## Activity
Give back every record verbatim, but not the pictures.

═══ Input data

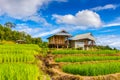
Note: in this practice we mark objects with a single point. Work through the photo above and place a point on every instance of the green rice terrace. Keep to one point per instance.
(30, 62)
(18, 62)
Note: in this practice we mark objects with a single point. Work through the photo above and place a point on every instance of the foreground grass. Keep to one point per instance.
(92, 69)
(19, 72)
(86, 58)
(85, 52)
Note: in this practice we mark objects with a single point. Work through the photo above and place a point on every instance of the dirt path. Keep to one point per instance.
(53, 69)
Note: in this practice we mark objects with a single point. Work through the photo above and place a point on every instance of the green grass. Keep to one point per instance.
(92, 69)
(18, 53)
(85, 52)
(17, 62)
(19, 72)
(86, 58)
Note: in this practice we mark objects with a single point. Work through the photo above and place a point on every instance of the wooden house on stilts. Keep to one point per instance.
(59, 40)
(63, 39)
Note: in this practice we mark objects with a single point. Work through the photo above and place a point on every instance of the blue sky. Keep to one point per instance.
(42, 18)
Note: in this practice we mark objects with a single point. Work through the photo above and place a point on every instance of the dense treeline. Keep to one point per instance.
(7, 34)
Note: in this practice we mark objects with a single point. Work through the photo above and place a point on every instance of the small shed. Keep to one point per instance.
(59, 40)
(84, 41)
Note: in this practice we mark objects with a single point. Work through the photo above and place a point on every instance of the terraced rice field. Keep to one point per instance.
(85, 64)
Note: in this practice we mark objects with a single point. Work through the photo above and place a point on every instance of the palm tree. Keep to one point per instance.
(9, 25)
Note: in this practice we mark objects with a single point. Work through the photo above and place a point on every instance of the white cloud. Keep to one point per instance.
(21, 8)
(111, 24)
(111, 40)
(115, 22)
(38, 19)
(84, 18)
(108, 6)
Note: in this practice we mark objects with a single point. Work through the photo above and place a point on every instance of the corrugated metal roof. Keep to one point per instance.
(61, 33)
(83, 36)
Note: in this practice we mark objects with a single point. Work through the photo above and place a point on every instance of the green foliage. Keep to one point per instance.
(18, 71)
(92, 69)
(85, 52)
(6, 33)
(17, 62)
(18, 53)
(86, 58)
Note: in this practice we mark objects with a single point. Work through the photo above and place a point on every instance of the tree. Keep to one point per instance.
(9, 25)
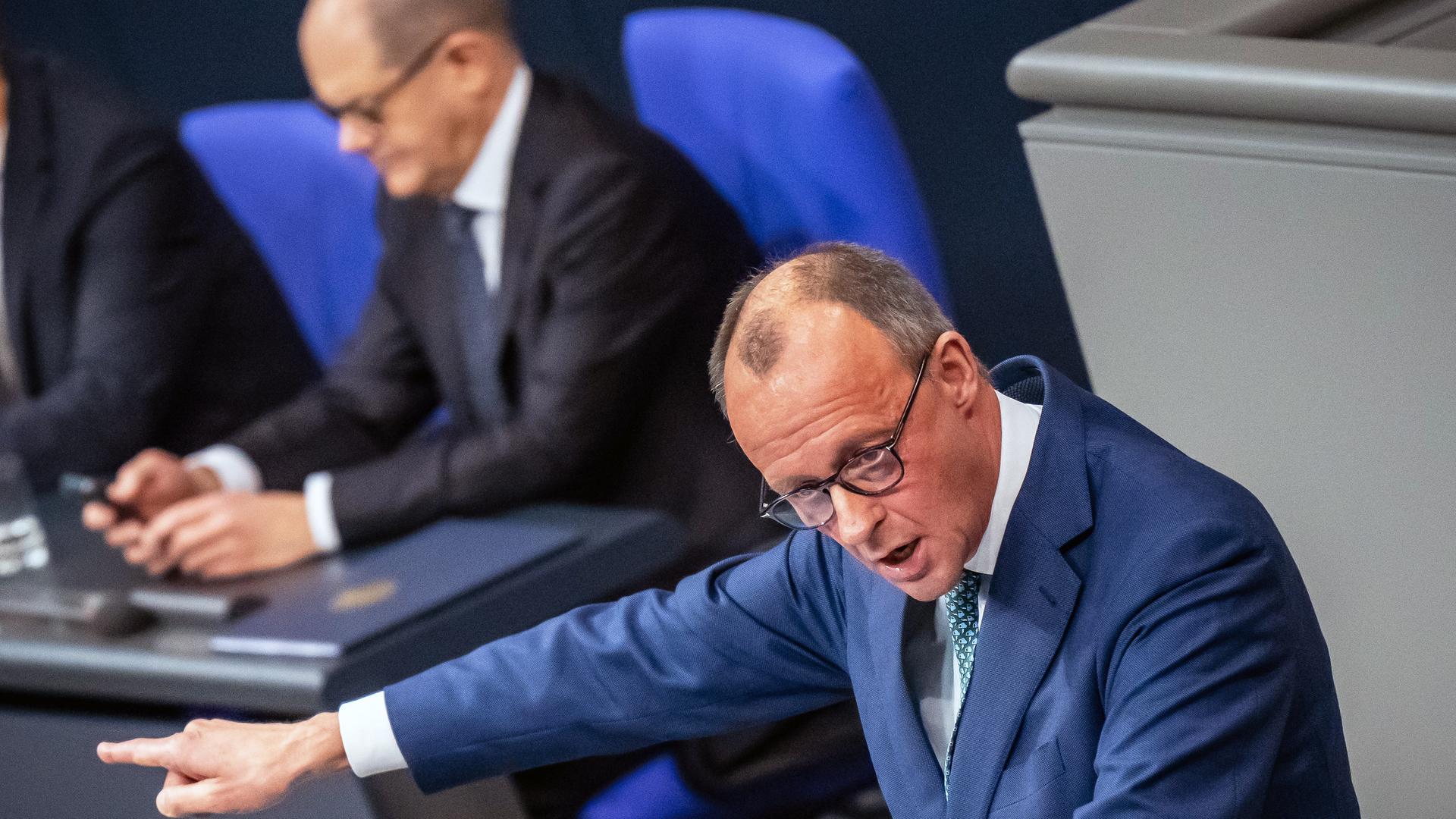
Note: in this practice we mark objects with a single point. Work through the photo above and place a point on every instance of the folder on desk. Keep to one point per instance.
(366, 594)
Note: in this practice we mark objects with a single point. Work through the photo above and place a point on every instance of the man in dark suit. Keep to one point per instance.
(134, 311)
(551, 276)
(1041, 608)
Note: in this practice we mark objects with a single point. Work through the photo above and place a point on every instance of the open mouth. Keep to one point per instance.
(902, 554)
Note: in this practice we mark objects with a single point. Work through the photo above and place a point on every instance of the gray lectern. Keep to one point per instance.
(1254, 209)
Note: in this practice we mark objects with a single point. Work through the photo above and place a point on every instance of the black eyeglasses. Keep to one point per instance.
(870, 472)
(370, 108)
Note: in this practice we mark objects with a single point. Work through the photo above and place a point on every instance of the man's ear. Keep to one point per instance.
(957, 371)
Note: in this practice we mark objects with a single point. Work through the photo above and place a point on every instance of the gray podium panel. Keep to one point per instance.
(1254, 210)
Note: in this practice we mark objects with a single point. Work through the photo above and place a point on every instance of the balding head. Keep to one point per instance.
(868, 281)
(416, 83)
(400, 30)
(816, 366)
(403, 27)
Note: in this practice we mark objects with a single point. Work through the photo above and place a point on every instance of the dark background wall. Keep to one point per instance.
(940, 64)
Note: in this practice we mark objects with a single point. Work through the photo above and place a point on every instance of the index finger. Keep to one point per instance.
(150, 752)
(131, 479)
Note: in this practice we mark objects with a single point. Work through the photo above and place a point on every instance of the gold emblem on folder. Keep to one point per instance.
(364, 596)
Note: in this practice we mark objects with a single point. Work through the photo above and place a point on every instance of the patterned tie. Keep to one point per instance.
(963, 607)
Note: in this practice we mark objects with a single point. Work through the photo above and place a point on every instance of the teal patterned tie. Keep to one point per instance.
(963, 607)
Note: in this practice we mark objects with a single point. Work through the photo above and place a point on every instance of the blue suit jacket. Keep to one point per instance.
(1149, 651)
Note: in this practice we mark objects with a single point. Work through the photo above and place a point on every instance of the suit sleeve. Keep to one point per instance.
(143, 267)
(748, 640)
(1200, 689)
(622, 273)
(378, 392)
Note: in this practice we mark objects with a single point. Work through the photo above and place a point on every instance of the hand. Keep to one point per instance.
(221, 767)
(145, 485)
(226, 534)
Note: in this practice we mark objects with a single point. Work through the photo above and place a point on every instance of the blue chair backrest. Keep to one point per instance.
(789, 127)
(308, 207)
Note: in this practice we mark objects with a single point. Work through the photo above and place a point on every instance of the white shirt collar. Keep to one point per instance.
(485, 184)
(1018, 433)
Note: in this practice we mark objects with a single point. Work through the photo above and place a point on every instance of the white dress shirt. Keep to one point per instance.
(485, 190)
(369, 739)
(935, 678)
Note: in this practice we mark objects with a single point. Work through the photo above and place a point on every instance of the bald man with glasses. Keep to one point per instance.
(551, 278)
(1041, 608)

══════

## Answer to this task
Note: in this practice we mark objects with a single point. Work through the photo above and place a point on every instance of the green rice terrace. Keep to one point per instance.
(30, 62)
(18, 62)
Note: in this practice we mark objects with a single point. Work through the photo above and place a point on every instance of the foreground grass. Keep to one point per instance.
(92, 69)
(19, 72)
(86, 58)
(85, 52)
Note: in this practice we mark objects with a single point. Work through the photo above and place a point on every instance of the dirt path. Keep to one point per instance.
(53, 69)
Note: in this practice we mark objects with a single point. Work through the photo above and place a point on every instance of the green grass. Keep to one point per instance.
(92, 69)
(18, 53)
(85, 52)
(17, 62)
(19, 72)
(86, 58)
Note: in this practice we mark objects with a single point. Work through the photo above and place a point on every instance of the wooden house on stilts. Keep to one point per instance.
(59, 40)
(63, 39)
Note: in this practice we mark objects with a single point. Work through the photo above and place a point on every instance of the blue sky. Keep to one point per instance.
(42, 18)
Note: in this practice we mark objects with a single point. Work through the photo above and place a point on every instance of the dense treeline. Keep to one point per instance.
(7, 34)
Note: in this practice we mark objects with a single point. Work through the photo above and place a point on every instance of the small shed. Keep to one point per instance.
(59, 40)
(84, 41)
Note: in this practice we mark objects with a single point. Work through the photo above and place a point on every instance of the terraced rice field. Keep to one point per instance.
(85, 64)
Note: in this practice we mark objects with a single point. Work through the photo above and place a point on every instance of the palm tree. Keep to one point per instance.
(9, 25)
Note: in this practice we mark objects with a single point. Work through the photo above and place a point on every instance of the white cloud. Keep to one point per instance.
(21, 8)
(111, 24)
(111, 40)
(115, 22)
(38, 19)
(84, 18)
(108, 6)
Note: in this practice we mark objects with a single point. Work through the photo above and place a point on every instance of the corrugated metal roof. Keep to one point per instance.
(61, 33)
(83, 36)
Note: in this practice we mark objects with a single point. Work through the photo above and place a point on every instance of the green foliage. Keep to one point per instance.
(18, 71)
(92, 69)
(85, 52)
(6, 33)
(17, 62)
(18, 53)
(86, 58)
Note: in this practice we mark objects with a single point. Work through the photo above and place a point on every instance of the tree. Keep to one point per instance.
(9, 25)
Note: in this practice we mark objects with a single point. Work through the photo above and place a point on every instance of the folder on desk. Keep to one point per instance.
(366, 594)
Note: in this practice we mark objects with a single point. Work through the photo above and place a point on every instance of the man in dark suit. Keep to one point per instance.
(134, 311)
(551, 276)
(1041, 608)
Note: in this practice we mark objects with a single point. Work through the photo above and place a point on every instance of the open mouth. Keep to one point per instance.
(902, 554)
Note: in this practice we mark objects with a single point. Work through the photo above and place a point on every instance of the gray lectern. Keep to one point per instance.
(1254, 209)
Note: in this practice we mark objects with a single point. Work through the photo above and place a point on every instance of the black eyeglasses. Keep to one point per instance.
(870, 472)
(370, 108)
Note: in this practice we mark objects with a single point. Work through the photo above and place a point on every instance of the man's ear. Keep to one point per instance.
(957, 371)
Note: in this practice we mark objects with a single point. Work through the photo above and place a point on every instance of the gray podium panel. Keep to one point per instance.
(1254, 210)
Note: in this practice we mark objects with a single point. Work through the photo above and place a point on every instance of the balding head. Keep to one point per instance.
(868, 281)
(416, 83)
(400, 30)
(816, 366)
(403, 27)
Note: in this practice we mark objects with a single point. Work through the photo above and place a point on every instance of the dark background wall. Keep to one point per instance.
(940, 64)
Note: in this practice we mark objects with a single point. Work through the photo above and place a point on every instance of the index finger. Keep to one point per instance.
(150, 752)
(131, 479)
Note: in this practice we mark objects with a single point. Work through the photo above and place a point on every instance of the gold emblem on folder. Keep to one point per instance.
(364, 596)
Note: in this practice we mark objects with a single point. Work through the photo above and place a point on every instance of the patterned tie. Keep to one point per instance.
(963, 607)
Note: in this practice we mark objects with a single point. Work through the photo above and place a point on every instance of the teal patterned tie. Keep to one point per instance.
(963, 607)
Note: in this practice we mark objects with a single point. Work through the photo above and place a point on every instance of the blue suit jacket. Keep to one point per instance.
(1149, 651)
Note: in this practice we mark objects with a single point. Work through the photo above and place a point on every instance of the suit sleeve. Keep to one point per instance.
(143, 267)
(748, 640)
(1200, 689)
(622, 273)
(378, 392)
Note: in this practice we mark objects with a single point. Work through the photo above and place a point on every instance of the hand. Keep to one point per instance.
(221, 767)
(145, 485)
(226, 534)
Note: in this practice we mark objects with a single point. Work through the photo above and place a point on every instance of the blue chair backrest. Keep to one point per instance.
(789, 127)
(308, 207)
Note: in this practice we mark objects with a single point. Work through the photo above and place a point on every instance of the white shirt collar. Keep to one point per instance.
(485, 184)
(1018, 433)
Note: in this practice we mark objects with a single point. Work through the photo above and place a point on every instance of the white dress shirt. Keep to one point per instance.
(485, 190)
(369, 739)
(935, 678)
Note: in this practice we mark objects with a single point. Work through the photo above and place a point on every instance of the bald man with glasses. Keep to one point per instance.
(551, 278)
(1041, 608)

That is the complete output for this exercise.